[START OF RECORD LIST]

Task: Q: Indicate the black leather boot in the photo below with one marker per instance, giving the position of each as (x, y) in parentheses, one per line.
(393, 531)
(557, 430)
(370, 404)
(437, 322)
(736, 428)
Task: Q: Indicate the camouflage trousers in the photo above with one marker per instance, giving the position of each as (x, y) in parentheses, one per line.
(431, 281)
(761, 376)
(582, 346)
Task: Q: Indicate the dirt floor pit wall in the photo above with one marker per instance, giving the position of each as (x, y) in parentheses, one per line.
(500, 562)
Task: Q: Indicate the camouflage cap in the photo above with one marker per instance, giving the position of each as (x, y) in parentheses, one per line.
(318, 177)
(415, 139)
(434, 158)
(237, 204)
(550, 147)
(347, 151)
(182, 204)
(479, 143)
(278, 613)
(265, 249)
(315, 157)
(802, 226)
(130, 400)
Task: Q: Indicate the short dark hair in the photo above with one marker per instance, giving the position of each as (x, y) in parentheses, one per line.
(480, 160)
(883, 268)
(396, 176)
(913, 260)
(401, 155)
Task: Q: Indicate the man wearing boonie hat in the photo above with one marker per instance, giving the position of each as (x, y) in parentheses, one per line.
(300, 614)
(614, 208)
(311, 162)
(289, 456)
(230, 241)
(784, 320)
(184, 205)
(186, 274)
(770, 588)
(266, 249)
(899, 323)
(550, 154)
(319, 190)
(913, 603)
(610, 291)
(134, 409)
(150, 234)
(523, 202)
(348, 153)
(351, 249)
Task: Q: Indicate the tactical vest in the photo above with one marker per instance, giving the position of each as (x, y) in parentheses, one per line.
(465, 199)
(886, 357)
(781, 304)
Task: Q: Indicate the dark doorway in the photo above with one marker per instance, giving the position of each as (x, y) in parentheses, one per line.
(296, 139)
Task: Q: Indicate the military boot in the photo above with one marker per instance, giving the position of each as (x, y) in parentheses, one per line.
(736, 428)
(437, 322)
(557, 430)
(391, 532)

[END OF RECORD LIST]

Could you rewrite every line of the items above as a numbered list, leaving out any blank lines?

*ANSWER TO THE PROBLEM*:
1. Task: Q: Indicate the black leather boot in the photo below with one marker per instance, giving the position of each as (x, y) in parentheses, one per line.
2. (393, 531)
3. (557, 430)
4. (370, 404)
5. (437, 322)
6. (736, 428)
7. Task: Q: Indicate the camouflage trousers in the photo above with one marker per instance, giving the position of each as (x, y) in parentheses, one per line.
8. (431, 281)
9. (761, 376)
10. (582, 346)
11. Task: Q: Indicate the dirt floor pit wall in the photo above with one marker per instance, giving the position of each as (x, y) in parentheses, one per line.
12. (500, 562)
13. Task: Q: Indicate the camouflage cap in the photo above with one marker per instance, giving the position of each as (x, y) in parentheses, one per line.
14. (318, 177)
15. (415, 139)
16. (434, 158)
17. (237, 204)
18. (550, 147)
19. (347, 151)
20. (182, 204)
21. (479, 143)
22. (278, 613)
23. (265, 249)
24. (315, 157)
25. (802, 226)
26. (130, 400)
27. Task: Q: Indicate the short dark hair in the photo above with one marker per instance, giving the position of each as (x, y) in parentheses, one per line.
28. (480, 160)
29. (883, 268)
30. (396, 176)
31. (913, 260)
32. (401, 155)
33. Task: Q: Indicate the man wearing boonie hat in the photo above with one marker per instance, giving the position of each as (x, y) in parentheses, one per line.
34. (300, 614)
35. (614, 208)
36. (311, 162)
37. (289, 456)
38. (230, 241)
39. (784, 320)
40. (184, 205)
41. (186, 274)
42. (770, 588)
43. (266, 249)
44. (899, 323)
45. (550, 154)
46. (319, 190)
47. (913, 603)
48. (610, 291)
49. (134, 409)
50. (150, 234)
51. (523, 202)
52. (348, 153)
53. (351, 249)
54. Task: Q: Indicate the tactical vest in the photo above with one marker per instance, giving the position of each as (x, y) in parentheses, one per line.
55. (465, 199)
56. (886, 357)
57. (781, 304)
58. Task: Q: Indicate the dark doorway in the photo above with one marker per instance, giving the position of each as (x, y) in parentheses, one per line.
59. (296, 139)
60. Task: Q: Indicate the military boot in the photo above with one marker per instance, giving the position of each as (x, y) in parentheses, one per line.
61. (736, 428)
62. (437, 322)
63. (557, 430)
64. (391, 532)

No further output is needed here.